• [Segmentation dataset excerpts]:

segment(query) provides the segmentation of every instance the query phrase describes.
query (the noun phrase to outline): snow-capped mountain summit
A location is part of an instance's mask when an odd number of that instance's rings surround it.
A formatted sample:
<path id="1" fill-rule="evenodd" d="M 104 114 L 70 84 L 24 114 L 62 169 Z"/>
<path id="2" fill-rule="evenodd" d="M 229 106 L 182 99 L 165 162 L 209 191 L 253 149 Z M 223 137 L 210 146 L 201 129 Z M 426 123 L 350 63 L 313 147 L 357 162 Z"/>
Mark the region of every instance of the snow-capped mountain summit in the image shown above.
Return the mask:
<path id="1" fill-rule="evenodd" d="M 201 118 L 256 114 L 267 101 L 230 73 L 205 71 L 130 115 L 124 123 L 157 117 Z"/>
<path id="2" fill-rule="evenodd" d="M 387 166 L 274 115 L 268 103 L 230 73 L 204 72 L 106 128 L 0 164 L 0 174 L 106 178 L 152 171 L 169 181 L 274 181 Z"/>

• [GOAL]:
Update the records above so that "snow-capped mountain summit" reads "glacier-topped peak" wherever it occurs, and keep every other line the same.

• [EXERCISE RESPONSE]:
segment(query) provides the segmentation of every instance the query phrase describes.
query (the noun phrase to outline): glacier-topped peak
A location is part of an instance's mask when an odd number of that instance's rings surround it.
A formatted sample:
<path id="1" fill-rule="evenodd" d="M 104 114 L 70 84 L 24 114 L 62 169 Z"/>
<path id="2" fill-rule="evenodd" d="M 229 106 L 182 99 L 165 162 L 209 191 L 253 149 Z M 223 137 L 210 146 L 201 129 Z M 426 123 L 350 63 L 313 147 L 357 162 Z"/>
Mark the region of every instance of the glacier-topped peak in the image shown above.
Return the mask:
<path id="1" fill-rule="evenodd" d="M 201 118 L 256 114 L 267 101 L 230 73 L 205 71 L 130 115 L 124 123 L 157 117 Z"/>
<path id="2" fill-rule="evenodd" d="M 387 166 L 274 115 L 268 103 L 230 73 L 204 72 L 106 128 L 0 164 L 0 174 L 106 178 L 152 171 L 169 181 L 274 181 Z"/>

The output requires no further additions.